→ Passage shown:
────
- Born: 28 December 1750 North Berwick, East Lothian, Scotland
- Died: 3 June 1778 (aged 27) Bering Sea
- Occupation: Naturalist
- Known for: Companion of explorer James Cook

= William Anderson (naturalist) =

Scottish naturalist

William Anderson (28 December 1750 in North Berwick, East Lothian – 3 August 1778 in the Bering Sea) was a Scottish naturalist known for accompanying James Cook on his voyages.

== Biography ==
One of the seven children Jean (née Melvil) and Robert Anderson, a schoolmaster. Anderson studied medicine at the University of Edinburgh from 1766–68. He enlisted in the navy and qualified on 1 December 1768 as surgeon's first mate, being promoted to surgeon on 1 November 1770 and posted to the vessel (1768–1819).

Anderson accompanied James Cook on his second voyage, boarding the Resolution on 12 December 1771 as surgeon's mate. Anderson proved to be diligent and was chosen to accompany Cook on his third voyage as surgeon and naturalist, joining the Resolution again on 15 February 1776.

Though he had received no formal training as a naturalist, Anderson proved to be more than capable. He described and put together a large collection of specimens for Joseph Banks and added considerably to the knowledge of Pacific languages. He is commemorated by the botanical genus Andersonia R.Br. and Stylidium subgenus Andersonia.

Anderson died of tuberculosis on 3 August 1778 while the Resolution was on the Bering Sea. Shortly before dying he made a will leaving most of his estate to his sisters, Beth and Robinah, and to his mother's brother, William Melvil. In a letter to the Earl of Sandwich, Joseph Banks states that Anderson's family received the moneys due to them.

Disturbed by Anderson's death, Cook wrote:

He was a sensible young man, an agreeable companion, well skilled in his profession ... and to perpetuate the memory of the deceased for whom I had a very great regard, I named [it] Andersons Island.

Cook, though, had become confused and tried to rename St. Lawrence Island. Anderson Point in Nootka Sound commemorates William Anderson.
────
→ Data shown:
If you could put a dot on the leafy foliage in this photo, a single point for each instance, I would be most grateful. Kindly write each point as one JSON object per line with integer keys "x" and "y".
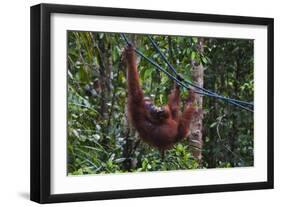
{"x": 100, "y": 139}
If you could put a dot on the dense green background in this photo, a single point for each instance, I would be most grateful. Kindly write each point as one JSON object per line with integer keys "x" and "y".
{"x": 99, "y": 138}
────
→ Exercise prompt:
Copy the William Anderson passage word for word, everything from "Anderson died of" down to "commemorates William Anderson.".

→ Exercise result:
Anderson died of tuberculosis on 3 August 1778 while the Resolution was on the Bering Sea. Shortly before dying he made a will leaving most of his estate to his sisters, Beth and Robinah, and to his mother's brother, William Melvil. In a letter to the Earl of Sandwich, Joseph Banks states that Anderson's family received the moneys due to them.

Disturbed by Anderson's death, Cook wrote:

He was a sensible young man, an agreeable companion, well skilled in his profession ... and to perpetuate the memory of the deceased for whom I had a very great regard, I named [it] Andersons Island.

Cook, though, had become confused and tried to rename St. Lawrence Island. Anderson Point in Nootka Sound commemorates William Anderson.